** begin Record list **
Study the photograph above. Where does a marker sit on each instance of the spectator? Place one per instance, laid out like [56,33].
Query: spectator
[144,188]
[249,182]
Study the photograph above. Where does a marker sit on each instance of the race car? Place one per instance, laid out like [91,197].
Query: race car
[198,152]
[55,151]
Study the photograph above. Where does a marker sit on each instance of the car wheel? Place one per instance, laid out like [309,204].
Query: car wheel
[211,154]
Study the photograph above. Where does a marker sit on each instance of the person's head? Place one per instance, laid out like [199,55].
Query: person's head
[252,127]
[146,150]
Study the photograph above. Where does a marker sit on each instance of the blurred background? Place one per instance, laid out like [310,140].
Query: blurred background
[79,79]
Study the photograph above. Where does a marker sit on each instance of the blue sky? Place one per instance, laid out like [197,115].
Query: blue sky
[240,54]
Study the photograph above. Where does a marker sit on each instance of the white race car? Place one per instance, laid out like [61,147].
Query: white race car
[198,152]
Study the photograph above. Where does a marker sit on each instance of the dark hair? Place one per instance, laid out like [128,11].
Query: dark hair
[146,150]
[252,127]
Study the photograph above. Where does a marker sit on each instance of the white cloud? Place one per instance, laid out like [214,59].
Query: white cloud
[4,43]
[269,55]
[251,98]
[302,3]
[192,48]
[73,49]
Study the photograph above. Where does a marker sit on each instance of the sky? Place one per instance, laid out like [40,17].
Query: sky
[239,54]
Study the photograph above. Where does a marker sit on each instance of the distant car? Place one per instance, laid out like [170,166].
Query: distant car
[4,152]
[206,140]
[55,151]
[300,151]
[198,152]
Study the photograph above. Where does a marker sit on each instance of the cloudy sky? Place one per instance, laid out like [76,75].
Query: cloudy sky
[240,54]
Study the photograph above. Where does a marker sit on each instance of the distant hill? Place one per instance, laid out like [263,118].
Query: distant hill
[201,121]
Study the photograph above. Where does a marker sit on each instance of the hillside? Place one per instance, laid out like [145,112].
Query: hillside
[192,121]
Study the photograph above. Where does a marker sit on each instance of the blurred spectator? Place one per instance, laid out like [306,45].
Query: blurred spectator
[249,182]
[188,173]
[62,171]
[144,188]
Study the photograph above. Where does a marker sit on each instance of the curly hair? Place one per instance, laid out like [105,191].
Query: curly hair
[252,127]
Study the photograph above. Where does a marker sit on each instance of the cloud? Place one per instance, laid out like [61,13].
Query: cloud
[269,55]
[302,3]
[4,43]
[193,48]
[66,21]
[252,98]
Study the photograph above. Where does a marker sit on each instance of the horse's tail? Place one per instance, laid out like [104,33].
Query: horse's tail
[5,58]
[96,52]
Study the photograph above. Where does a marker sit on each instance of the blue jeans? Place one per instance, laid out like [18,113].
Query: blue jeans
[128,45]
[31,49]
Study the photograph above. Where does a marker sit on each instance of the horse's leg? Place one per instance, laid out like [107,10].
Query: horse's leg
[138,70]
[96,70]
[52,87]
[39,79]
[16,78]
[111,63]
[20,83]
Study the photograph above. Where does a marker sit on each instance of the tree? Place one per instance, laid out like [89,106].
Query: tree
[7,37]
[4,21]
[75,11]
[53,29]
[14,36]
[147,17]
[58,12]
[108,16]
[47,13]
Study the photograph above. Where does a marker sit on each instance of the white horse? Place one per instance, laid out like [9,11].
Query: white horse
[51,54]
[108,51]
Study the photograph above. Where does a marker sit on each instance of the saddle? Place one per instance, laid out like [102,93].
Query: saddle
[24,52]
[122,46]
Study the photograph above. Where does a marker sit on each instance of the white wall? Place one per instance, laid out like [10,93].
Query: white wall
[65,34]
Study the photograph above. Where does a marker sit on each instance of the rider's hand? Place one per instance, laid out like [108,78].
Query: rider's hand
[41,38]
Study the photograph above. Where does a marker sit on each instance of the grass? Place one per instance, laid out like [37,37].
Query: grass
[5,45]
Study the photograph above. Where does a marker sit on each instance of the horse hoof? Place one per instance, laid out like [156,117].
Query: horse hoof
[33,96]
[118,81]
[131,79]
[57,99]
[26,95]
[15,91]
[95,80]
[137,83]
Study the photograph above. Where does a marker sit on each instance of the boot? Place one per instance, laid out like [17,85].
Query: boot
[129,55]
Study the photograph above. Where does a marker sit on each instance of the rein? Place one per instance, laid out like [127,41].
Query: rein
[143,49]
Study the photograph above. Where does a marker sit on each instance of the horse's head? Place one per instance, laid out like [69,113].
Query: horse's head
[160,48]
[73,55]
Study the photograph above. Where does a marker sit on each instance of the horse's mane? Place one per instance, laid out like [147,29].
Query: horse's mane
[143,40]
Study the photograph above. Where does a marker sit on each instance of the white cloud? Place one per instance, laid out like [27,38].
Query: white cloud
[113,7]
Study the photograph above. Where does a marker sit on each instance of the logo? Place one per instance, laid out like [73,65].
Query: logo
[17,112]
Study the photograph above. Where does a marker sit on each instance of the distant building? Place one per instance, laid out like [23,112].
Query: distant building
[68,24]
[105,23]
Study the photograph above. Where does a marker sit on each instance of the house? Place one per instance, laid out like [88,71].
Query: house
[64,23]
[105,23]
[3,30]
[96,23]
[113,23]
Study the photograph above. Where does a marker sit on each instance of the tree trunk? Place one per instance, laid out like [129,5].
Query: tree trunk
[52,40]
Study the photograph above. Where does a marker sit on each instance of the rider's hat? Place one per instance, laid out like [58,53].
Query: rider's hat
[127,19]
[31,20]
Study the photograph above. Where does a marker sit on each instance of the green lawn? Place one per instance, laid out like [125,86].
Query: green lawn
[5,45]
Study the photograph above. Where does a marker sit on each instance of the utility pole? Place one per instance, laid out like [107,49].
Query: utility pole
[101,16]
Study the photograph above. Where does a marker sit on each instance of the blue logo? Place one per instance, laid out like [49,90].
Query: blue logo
** end Record list **
- _Directive_
Please convert every line of the listing above into a Markdown table with two columns, Row and Line, numbering the rows in order. Leave out any blank lines.

- _Completed task_
| Row | Line |
|---|---|
| 1 | Study the photograph above. Where does a marker sit on each instance of the spectator? Place one per instance, laid out like [56,33]. |
| 2 | Query: spectator |
| 3 | [144,188] |
| 4 | [249,182] |
| 5 | Study the photograph above. Where does a marker sit on each instance of the race car? Place one per instance, laid out like [91,197]. |
| 6 | Query: race car |
| 7 | [198,152] |
| 8 | [55,151] |
| 9 | Study the photograph above. Where does a marker sit on each instance of the car wheel? Place one per instance, laid out like [309,204]. |
| 10 | Query: car wheel |
| 11 | [211,154] |
| 12 | Study the photograph above. Where does a marker sit on each instance of the person's head? Place one per instance, laid out like [199,55]. |
| 13 | Query: person's head |
| 14 | [252,127] |
| 15 | [146,150] |
| 16 | Study the photograph above. Where does a marker sit on each instance of the blurred background? Place one per instance, laid out like [310,140]. |
| 17 | Query: blurred background |
| 18 | [79,79] |
| 19 | Study the photograph above. Where does a marker sit on each instance of the blue sky? Place one per instance, laid out like [197,115]. |
| 20 | Query: blue sky |
| 21 | [240,54] |
| 22 | Study the photograph above. Where does a marker sit on each instance of the white race car? Place one per instance, laid out like [61,147]. |
| 23 | Query: white race car |
| 24 | [198,152] |
| 25 | Study the photograph above. Where does a marker sit on each instance of the dark hair? Place one per instance, laid out like [128,11]. |
| 26 | Query: dark hair |
| 27 | [146,150] |
| 28 | [252,127] |
| 29 | Study the photograph above. Where does a marker sit on each instance of the white cloud? Place one per instance, laid out like [214,59]. |
| 30 | Query: white cloud |
| 31 | [4,43] |
| 32 | [269,55] |
| 33 | [251,98] |
| 34 | [302,3] |
| 35 | [192,48] |
| 36 | [73,49] |
| 37 | Study the photograph above. Where does a marker sit on each instance of the sky? Place one per instance, laid out like [40,17]. |
| 38 | Query: sky |
| 39 | [239,54] |
| 40 | Study the photograph above. Where does a marker sit on each instance of the distant car? Place one per instance, laid out like [170,166]. |
| 41 | Query: distant car |
| 42 | [4,152] |
| 43 | [206,140] |
| 44 | [55,151] |
| 45 | [300,151] |
| 46 | [198,152] |
| 47 | Study the photograph above. Where does a marker sit on each instance of the cloudy sky? Place one per instance, laid out like [76,75]. |
| 48 | Query: cloudy sky |
| 49 | [240,54] |
| 50 | Study the photograph above. Where does a marker sit on each instance of the distant hill? Place one per instance, laid out like [263,118]. |
| 51 | Query: distant hill |
| 52 | [201,121] |
| 53 | Study the photograph above. Where does a marker sit on each instance of the hillside? Place one per instance, laid out like [145,112]. |
| 54 | Query: hillside |
| 55 | [192,121] |
| 56 | Study the photograph above. Where does a marker sit on each instance of the blurred spectator? Place one per instance, laid out like [306,45]. |
| 57 | Query: blurred spectator |
| 58 | [249,182] |
| 59 | [188,173] |
| 60 | [62,171] |
| 61 | [144,188] |
| 62 | Study the photograph above. Where does a marker sit on each instance of the curly hair? Place one per instance, laid out like [105,191]. |
| 63 | Query: curly hair |
| 64 | [252,127] |
| 65 | Study the photograph above. Where does a marker sit on each instance of the cloud? Place one per instance, laid out like [61,13]. |
| 66 | Query: cloud |
| 67 | [269,55] |
| 68 | [302,3] |
| 69 | [4,43] |
| 70 | [193,48] |
| 71 | [66,21] |
| 72 | [252,98] |
| 73 | Study the photograph above. Where does a marker sit on each instance of the horse's tail? Place one per instance, laid out like [104,33]. |
| 74 | Query: horse's tail |
| 75 | [5,58] |
| 76 | [96,52] |
| 77 | Study the photograph above. Where does a marker sit on each instance of the blue jeans? Place one per instance, laid out like [18,113]. |
| 78 | Query: blue jeans |
| 79 | [128,45] |
| 80 | [31,49] |
| 81 | Study the photograph above. Where does a marker sit on each instance of the horse's leg? Place one per instance, laid out like [107,10]. |
| 82 | Query: horse's leg |
| 83 | [138,70] |
| 84 | [96,70] |
| 85 | [52,87] |
| 86 | [39,79] |
| 87 | [16,78] |
| 88 | [111,63] |
| 89 | [20,83] |
| 90 | Study the photograph above. Where does a marker sit on each instance of the tree? Place one per instance, laid out like [89,106]. |
| 91 | Query: tree |
| 92 | [7,37] |
| 93 | [4,21] |
| 94 | [75,11] |
| 95 | [53,29] |
| 96 | [14,36] |
| 97 | [147,17] |
| 98 | [58,12] |
| 99 | [108,16] |
| 100 | [47,13] |
| 101 | Study the photograph above. Where does a marker sit on each instance of the white horse? Place one per instance, laid out like [9,11]. |
| 102 | Query: white horse |
| 103 | [51,54] |
| 104 | [108,51] |
| 105 | Study the photograph above. Where does a marker sit on each instance of the saddle? Place one per instance, laid out like [102,93]. |
| 106 | Query: saddle |
| 107 | [24,52] |
| 108 | [122,46] |
| 109 | Study the photograph above. Where does a marker sit on each instance of the white wall? Place one per instance, laid out like [10,93]. |
| 110 | Query: white wall |
| 111 | [65,34] |
| 112 | Study the photograph above. Where does a marker sit on each instance of the rider's hand? Place one per instance, laid out like [108,78]. |
| 113 | Query: rider's hand |
| 114 | [41,38] |
| 115 | Study the photograph above. Where does a marker sit on each instance of the grass? Place one per instance, laid out like [37,37]. |
| 116 | Query: grass |
| 117 | [5,45] |
| 118 | Study the photograph above. Where does a marker sit on each instance of the horse hoof? Place one per instance, laid out like [156,117]. |
| 119 | Query: horse hoof |
| 120 | [33,96] |
| 121 | [118,81] |
| 122 | [131,79] |
| 123 | [57,99] |
| 124 | [26,95] |
| 125 | [15,91] |
| 126 | [95,80] |
| 127 | [137,83] |
| 128 | Study the photograph above. Where does a marker sit on each instance of the boot? Place one per instance, laid out like [17,85]. |
| 129 | Query: boot |
| 130 | [129,55] |
| 131 | Study the photograph above. Where does a marker sit on each instance of the rein? Place one per instance, laid out like [127,41]. |
| 132 | Query: rein |
| 133 | [143,49] |
| 134 | Study the photograph above. Where does a marker sit on each instance of the horse's head? Place one per instance, laid out like [69,113]. |
| 135 | Query: horse's head |
| 136 | [160,48] |
| 137 | [73,55] |
| 138 | Study the photograph above. Where does a marker sit on each instance of the horse's mane? Place one per instance, laid out like [147,29]. |
| 139 | Query: horse's mane |
| 140 | [143,40] |
| 141 | Study the photograph above. Where does a marker sit on each instance of the white cloud? Place one per instance, laid out like [27,38]. |
| 142 | Query: white cloud |
| 143 | [113,7] |
| 144 | Study the photograph above. Where does a marker sit on each instance of the logo? Place one per instance, laid out like [73,65]. |
| 145 | Query: logo |
| 146 | [17,112] |
| 147 | Study the photograph above. Where does a marker sit on each instance of the distant building? Place one per instance, laid out like [23,112]. |
| 148 | Query: distant building |
| 149 | [68,24] |
| 150 | [105,23] |
| 151 | Study the photograph above. Where does a marker sit on each instance of the house? Place one per instance, laid out like [88,71]. |
| 152 | Query: house |
| 153 | [64,23] |
| 154 | [105,23] |
| 155 | [3,30] |
| 156 | [96,23] |
| 157 | [113,23] |
| 158 | Study the photograph above. Where does a marker sit on each instance of the tree trunk? Place one per instance, laid out like [129,5]. |
| 159 | Query: tree trunk |
| 160 | [52,40] |
| 161 | Study the photograph above. Where does a marker sit on each instance of the rider's hat? Place one per instance, laid out like [58,53]. |
| 162 | Query: rider's hat |
| 163 | [127,19] |
| 164 | [31,20] |
| 165 | Study the photograph above. Where does a marker sit on each instance of the green lawn? Place one per instance, laid out like [125,86]. |
| 166 | Query: green lawn |
| 167 | [5,45] |
| 168 | Study the photograph above. Where does a marker sit on each instance of the utility pole? Place one per instance, laid out like [107,49]. |
| 169 | Query: utility pole |
| 170 | [101,16] |
| 171 | Study the photograph above. Where does a marker sit on each instance of the blue logo? Place one per instance, laid out like [49,90]. |
| 172 | Query: blue logo |